- [PAGE EXCERPT]

Dealers said they were unnerved by overnight rumours, later denied, of a special emergency meeting by the New York Federal Reserve which had dampened sentiment towards the dollar.
The dollar also came under pressure after Eiko Shinotsuka, a member of the Bank of Japan's Policy Board, said on Friday the time was ripe to end the central bank's year-old zero interest rate policy.
But the greenback was supported by bids by Japanese investors seeking to reduce hedge ratios against their dollar assets, dealers said.
The dollar stood at 107.63/66 yen against 107.56 yen in late US trading on Thursday.
The euro stood at $0.9891/95 against $0.9900 in late US trading. The talk of losses at hedge funds and financial institutions due to a sharp decline in US 30-year bond yield was deflecting attention from US jobs data for January, due for release, dealers said.

- [OBJECTIVE] Continue the currency market report above from its last sentence, keeping to the same news style.

- [Source records]
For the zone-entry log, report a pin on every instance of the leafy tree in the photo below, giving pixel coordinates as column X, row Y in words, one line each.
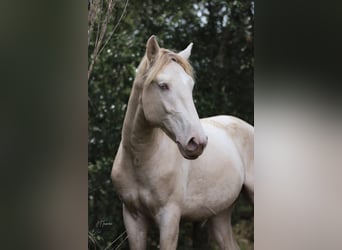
column 223, row 60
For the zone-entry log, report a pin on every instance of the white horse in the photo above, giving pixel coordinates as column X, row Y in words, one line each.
column 170, row 164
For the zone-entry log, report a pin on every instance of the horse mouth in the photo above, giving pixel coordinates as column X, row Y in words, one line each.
column 186, row 154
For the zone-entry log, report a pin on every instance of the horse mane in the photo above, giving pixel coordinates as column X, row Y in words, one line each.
column 147, row 71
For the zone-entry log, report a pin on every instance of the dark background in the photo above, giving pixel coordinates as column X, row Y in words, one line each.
column 223, row 61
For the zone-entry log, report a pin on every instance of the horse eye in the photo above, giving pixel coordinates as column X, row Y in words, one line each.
column 163, row 86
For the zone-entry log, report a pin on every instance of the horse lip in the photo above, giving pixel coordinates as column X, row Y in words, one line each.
column 185, row 154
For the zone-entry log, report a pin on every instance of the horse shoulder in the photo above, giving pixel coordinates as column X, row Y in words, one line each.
column 239, row 131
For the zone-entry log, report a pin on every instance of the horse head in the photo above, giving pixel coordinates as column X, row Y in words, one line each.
column 167, row 100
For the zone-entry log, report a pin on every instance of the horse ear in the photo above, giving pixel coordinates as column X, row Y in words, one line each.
column 152, row 48
column 187, row 52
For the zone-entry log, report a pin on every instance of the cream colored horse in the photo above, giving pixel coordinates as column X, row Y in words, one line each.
column 172, row 165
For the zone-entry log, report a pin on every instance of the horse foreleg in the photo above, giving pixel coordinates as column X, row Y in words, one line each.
column 221, row 230
column 168, row 222
column 136, row 227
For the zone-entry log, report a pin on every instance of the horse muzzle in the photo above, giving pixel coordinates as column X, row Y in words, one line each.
column 193, row 148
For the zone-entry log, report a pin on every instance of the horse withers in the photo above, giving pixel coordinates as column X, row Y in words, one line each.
column 170, row 163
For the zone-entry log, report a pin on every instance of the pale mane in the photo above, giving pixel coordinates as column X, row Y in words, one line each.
column 147, row 72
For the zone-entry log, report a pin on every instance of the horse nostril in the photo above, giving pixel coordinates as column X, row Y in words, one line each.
column 192, row 145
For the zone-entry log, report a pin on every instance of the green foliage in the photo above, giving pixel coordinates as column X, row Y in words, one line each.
column 222, row 57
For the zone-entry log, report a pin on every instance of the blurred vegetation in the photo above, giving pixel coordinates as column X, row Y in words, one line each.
column 223, row 60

- [ANSWER TO THIS TASK]
US economists in a Reuters poll forecast, on average, a decline in nonfarm payrolls to 255,000 in January from 315,000 in December.
They also forecast the jobless rate, already at a 30-year low of 4.1 percent, would show a further decline to 4.0 percent.
"All these odd movements of US Treasury prices across the yield curve over the past few weeks cannot be explained by fundamentals at all," said a hedge fund manager.
"Huge losses incurred on arbitrage deals by one or more hedge funds and investment banks must be involved," he said.
But traders said it was difficult to discern exactly how the foreign exchange market would be affected.
"The dollar's decline overnight in the wake of rumours about hedge funds in trouble has been a bit puzzling, because earlier in the week, hedge funds suffering losses were said to be buying dollars to repatriate their profits," said a city bank dealer.
An analyst for a major Japanese brokerage said dollar buying for fund repatriation was likely to continue, but added that recent renewed buying of Japanese stocks by foreign investors could offset some of the impact on the yen.
Dealers said the dollar's fall probably had more to do with a continuation of profit-taking after its rise to five-months highs above 109 yen on Wednesday, as well as a rebound in the euro.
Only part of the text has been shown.